• WORK INSTRUCTIONS:
Below are the records. Retype exactly the lines between the lines holding "Above is an image. Identify where the dark cloud" and "Above is an image. Identify where the dark window", inclusive.

• EXCERPTED DATA:
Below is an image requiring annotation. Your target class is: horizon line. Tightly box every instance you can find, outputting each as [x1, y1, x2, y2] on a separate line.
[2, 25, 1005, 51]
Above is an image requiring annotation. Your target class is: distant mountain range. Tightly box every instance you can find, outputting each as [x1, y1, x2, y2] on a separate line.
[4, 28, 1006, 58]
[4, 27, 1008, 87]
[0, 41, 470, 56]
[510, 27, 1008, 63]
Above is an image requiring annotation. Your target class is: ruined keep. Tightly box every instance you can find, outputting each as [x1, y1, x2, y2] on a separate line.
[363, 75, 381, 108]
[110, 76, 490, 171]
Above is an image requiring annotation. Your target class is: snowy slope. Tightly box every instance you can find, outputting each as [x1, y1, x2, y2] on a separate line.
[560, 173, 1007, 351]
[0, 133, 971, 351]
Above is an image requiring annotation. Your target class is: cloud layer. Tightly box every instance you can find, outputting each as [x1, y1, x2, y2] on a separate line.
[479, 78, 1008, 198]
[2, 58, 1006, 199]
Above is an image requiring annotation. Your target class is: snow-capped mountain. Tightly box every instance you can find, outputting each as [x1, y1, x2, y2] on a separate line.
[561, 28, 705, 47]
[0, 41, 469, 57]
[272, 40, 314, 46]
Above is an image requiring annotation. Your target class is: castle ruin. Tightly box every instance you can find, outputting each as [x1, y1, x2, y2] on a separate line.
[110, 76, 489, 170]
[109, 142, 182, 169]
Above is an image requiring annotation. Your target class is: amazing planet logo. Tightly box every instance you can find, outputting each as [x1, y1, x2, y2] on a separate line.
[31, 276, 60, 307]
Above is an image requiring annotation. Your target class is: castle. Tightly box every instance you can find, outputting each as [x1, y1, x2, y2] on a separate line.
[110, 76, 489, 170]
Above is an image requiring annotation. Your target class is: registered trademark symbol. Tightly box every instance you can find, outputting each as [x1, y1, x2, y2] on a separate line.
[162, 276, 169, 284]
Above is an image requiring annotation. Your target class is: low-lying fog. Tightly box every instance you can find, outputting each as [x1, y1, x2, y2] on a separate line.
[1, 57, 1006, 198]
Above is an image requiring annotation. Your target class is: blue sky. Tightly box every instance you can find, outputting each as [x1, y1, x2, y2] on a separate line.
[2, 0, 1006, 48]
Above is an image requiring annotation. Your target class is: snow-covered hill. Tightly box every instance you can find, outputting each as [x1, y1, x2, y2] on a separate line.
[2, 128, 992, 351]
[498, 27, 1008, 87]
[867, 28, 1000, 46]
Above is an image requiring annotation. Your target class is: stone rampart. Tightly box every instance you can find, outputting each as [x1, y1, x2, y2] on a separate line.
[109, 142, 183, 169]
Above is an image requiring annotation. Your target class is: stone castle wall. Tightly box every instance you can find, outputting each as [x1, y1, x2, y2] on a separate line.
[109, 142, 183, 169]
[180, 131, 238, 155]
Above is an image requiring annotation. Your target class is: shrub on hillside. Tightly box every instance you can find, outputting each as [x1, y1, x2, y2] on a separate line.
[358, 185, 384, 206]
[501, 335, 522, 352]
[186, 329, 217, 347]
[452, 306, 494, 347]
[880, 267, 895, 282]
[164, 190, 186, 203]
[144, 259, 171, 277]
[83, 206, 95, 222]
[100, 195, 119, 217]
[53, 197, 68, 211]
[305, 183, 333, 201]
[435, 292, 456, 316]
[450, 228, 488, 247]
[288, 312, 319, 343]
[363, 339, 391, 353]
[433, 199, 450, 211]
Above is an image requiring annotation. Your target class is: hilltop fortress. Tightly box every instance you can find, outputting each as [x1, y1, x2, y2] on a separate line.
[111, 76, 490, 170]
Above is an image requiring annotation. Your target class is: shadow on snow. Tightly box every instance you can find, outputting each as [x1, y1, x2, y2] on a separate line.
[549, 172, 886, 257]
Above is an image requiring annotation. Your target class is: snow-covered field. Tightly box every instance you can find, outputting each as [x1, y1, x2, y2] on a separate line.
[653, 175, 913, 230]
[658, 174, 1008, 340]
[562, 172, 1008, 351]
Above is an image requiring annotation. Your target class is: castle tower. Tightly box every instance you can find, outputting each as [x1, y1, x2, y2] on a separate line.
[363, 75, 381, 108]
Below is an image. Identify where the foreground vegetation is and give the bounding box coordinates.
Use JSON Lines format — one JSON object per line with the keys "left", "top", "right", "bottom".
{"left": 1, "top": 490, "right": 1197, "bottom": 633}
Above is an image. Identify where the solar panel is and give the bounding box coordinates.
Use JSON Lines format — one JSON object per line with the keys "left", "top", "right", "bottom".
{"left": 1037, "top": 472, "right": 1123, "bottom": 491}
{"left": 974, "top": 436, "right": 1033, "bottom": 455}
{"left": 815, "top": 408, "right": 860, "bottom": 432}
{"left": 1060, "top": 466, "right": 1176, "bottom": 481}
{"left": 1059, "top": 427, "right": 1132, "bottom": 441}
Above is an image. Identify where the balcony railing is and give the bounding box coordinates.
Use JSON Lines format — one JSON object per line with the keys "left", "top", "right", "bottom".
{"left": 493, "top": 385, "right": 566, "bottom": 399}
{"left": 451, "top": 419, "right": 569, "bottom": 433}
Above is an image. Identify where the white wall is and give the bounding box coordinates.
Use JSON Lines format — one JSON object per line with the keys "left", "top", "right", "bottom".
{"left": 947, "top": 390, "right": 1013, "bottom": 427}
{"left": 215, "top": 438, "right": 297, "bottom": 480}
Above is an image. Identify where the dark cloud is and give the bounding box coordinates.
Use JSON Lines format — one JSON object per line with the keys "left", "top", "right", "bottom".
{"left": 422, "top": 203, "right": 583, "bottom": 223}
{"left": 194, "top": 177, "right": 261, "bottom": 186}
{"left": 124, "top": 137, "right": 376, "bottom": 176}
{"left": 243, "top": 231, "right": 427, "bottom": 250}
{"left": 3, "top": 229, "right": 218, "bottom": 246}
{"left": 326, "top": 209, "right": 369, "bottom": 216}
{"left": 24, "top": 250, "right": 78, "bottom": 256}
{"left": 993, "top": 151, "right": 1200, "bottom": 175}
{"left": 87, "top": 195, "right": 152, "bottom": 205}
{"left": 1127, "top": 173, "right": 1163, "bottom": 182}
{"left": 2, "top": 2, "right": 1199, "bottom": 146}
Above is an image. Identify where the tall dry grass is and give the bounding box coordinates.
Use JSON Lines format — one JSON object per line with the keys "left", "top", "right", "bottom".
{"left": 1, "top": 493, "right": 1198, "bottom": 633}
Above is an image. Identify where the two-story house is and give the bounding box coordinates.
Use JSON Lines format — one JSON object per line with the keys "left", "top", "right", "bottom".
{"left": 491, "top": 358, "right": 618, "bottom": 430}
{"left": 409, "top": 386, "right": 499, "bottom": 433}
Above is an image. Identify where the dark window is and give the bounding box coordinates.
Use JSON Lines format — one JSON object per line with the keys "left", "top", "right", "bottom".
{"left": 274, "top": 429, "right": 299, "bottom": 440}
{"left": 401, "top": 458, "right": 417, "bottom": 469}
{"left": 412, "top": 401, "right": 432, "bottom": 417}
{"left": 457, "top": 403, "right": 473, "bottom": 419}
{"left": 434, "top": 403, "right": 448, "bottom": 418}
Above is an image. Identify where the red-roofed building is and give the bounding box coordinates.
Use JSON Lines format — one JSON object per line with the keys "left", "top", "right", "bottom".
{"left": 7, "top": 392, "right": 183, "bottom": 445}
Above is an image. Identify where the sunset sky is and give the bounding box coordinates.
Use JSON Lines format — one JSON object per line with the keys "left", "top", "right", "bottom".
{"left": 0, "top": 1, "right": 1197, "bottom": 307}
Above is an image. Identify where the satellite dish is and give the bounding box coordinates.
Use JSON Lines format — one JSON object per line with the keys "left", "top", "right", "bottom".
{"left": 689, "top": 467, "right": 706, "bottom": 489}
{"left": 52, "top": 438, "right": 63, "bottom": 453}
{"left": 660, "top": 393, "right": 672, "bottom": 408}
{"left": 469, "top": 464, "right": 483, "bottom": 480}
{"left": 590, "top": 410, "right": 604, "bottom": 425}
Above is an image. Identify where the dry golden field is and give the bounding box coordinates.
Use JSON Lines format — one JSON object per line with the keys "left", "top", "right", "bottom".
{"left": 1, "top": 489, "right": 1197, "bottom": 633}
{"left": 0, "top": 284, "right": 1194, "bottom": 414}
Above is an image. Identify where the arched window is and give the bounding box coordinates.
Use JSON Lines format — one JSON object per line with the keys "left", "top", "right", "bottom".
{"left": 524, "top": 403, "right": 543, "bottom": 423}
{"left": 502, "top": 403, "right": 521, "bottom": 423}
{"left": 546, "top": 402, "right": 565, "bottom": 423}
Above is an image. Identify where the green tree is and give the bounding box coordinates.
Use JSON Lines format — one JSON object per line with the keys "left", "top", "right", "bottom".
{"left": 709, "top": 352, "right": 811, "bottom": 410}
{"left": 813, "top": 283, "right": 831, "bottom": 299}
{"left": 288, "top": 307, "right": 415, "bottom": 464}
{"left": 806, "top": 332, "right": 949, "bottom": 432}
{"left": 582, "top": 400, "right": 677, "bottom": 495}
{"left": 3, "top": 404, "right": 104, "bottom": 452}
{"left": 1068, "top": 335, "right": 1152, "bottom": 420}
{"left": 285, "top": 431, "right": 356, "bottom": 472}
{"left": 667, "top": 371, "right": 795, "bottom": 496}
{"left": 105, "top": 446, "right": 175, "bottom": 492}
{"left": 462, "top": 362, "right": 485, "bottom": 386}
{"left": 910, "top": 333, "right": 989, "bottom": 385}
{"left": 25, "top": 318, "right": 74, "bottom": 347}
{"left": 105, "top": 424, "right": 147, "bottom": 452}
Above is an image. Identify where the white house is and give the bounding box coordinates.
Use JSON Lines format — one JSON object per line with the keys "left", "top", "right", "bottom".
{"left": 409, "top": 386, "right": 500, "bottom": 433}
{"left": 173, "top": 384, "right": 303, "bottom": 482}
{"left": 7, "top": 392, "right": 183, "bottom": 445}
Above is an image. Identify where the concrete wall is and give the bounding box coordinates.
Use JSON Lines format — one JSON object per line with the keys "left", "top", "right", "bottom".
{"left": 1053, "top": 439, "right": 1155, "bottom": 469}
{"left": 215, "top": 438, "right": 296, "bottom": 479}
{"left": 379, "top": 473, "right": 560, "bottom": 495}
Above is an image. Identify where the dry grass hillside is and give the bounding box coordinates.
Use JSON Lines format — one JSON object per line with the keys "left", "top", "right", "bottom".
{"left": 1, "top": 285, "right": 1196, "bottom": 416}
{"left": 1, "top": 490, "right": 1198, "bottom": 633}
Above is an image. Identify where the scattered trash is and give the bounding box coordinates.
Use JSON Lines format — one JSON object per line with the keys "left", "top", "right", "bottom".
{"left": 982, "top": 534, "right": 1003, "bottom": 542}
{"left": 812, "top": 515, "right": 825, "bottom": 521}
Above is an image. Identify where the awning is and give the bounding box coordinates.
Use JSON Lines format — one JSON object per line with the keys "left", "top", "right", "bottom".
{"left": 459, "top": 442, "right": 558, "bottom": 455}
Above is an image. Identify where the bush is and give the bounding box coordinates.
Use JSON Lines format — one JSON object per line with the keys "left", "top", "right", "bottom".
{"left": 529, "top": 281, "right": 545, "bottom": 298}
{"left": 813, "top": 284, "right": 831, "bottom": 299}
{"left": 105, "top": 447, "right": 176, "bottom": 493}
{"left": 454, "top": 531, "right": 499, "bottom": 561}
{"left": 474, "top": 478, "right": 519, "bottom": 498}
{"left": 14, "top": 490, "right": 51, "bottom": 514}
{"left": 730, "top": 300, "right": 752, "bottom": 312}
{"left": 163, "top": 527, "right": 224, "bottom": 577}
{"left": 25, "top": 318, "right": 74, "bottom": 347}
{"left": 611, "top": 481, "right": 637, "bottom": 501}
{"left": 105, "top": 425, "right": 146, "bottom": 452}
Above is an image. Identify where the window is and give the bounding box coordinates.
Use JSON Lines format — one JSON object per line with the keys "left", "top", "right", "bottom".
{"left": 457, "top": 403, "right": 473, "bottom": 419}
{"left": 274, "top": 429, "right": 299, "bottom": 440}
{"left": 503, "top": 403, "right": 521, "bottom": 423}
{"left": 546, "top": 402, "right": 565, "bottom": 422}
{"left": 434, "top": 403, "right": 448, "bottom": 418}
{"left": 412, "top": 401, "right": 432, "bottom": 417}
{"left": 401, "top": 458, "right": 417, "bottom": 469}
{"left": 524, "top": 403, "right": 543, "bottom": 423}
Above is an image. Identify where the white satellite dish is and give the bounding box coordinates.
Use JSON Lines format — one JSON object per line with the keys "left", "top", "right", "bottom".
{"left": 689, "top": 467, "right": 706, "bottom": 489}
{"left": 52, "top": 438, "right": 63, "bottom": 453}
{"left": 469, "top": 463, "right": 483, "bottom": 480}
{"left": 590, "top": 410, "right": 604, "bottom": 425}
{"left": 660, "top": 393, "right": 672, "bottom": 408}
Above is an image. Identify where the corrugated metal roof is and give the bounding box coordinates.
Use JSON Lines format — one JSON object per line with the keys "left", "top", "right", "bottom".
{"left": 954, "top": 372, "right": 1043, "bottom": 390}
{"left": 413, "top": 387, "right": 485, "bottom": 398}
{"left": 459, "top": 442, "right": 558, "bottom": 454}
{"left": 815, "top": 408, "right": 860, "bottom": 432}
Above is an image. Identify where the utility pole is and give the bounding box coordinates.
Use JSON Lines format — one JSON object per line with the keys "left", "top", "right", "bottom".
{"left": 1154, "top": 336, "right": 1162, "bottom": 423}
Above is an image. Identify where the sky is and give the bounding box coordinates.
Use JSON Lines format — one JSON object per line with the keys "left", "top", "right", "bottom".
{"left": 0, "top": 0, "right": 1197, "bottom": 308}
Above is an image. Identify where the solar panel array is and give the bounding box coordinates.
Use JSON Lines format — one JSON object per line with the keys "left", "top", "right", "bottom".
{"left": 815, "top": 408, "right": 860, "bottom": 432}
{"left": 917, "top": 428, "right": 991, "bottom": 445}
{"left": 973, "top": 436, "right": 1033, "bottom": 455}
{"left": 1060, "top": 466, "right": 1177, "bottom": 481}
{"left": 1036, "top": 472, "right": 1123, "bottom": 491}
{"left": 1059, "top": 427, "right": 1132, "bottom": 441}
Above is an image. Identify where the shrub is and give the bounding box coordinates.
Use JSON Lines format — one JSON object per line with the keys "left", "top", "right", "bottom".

• EXERCISE RESPONSE:
Above is an image. Identify where the dark cloud is and give the bounding box coordinates.
Use JSON Lines format — one JSON object per line with the keys "left", "top", "right", "bottom".
{"left": 422, "top": 203, "right": 583, "bottom": 223}
{"left": 194, "top": 177, "right": 261, "bottom": 186}
{"left": 124, "top": 137, "right": 376, "bottom": 176}
{"left": 243, "top": 231, "right": 427, "bottom": 250}
{"left": 3, "top": 229, "right": 218, "bottom": 246}
{"left": 326, "top": 209, "right": 369, "bottom": 216}
{"left": 24, "top": 250, "right": 78, "bottom": 256}
{"left": 993, "top": 151, "right": 1200, "bottom": 175}
{"left": 87, "top": 195, "right": 152, "bottom": 205}
{"left": 1127, "top": 173, "right": 1163, "bottom": 182}
{"left": 2, "top": 2, "right": 1199, "bottom": 146}
Above is an image. Identify where the tall dry grass is and give the bounding box coordinates.
Use JSON Lines format — one JSON object per line with the keys "left", "top", "right", "bottom".
{"left": 1, "top": 493, "right": 1198, "bottom": 633}
Above is an image. Identify where the two-story house is and give the bounding box coordinates.
Use JSON Lines format — one JSON object per line with the keys "left", "top", "right", "bottom".
{"left": 491, "top": 358, "right": 618, "bottom": 430}
{"left": 409, "top": 386, "right": 499, "bottom": 433}
Above is an image. Identify where the dark window is and give the bounding box coordinates.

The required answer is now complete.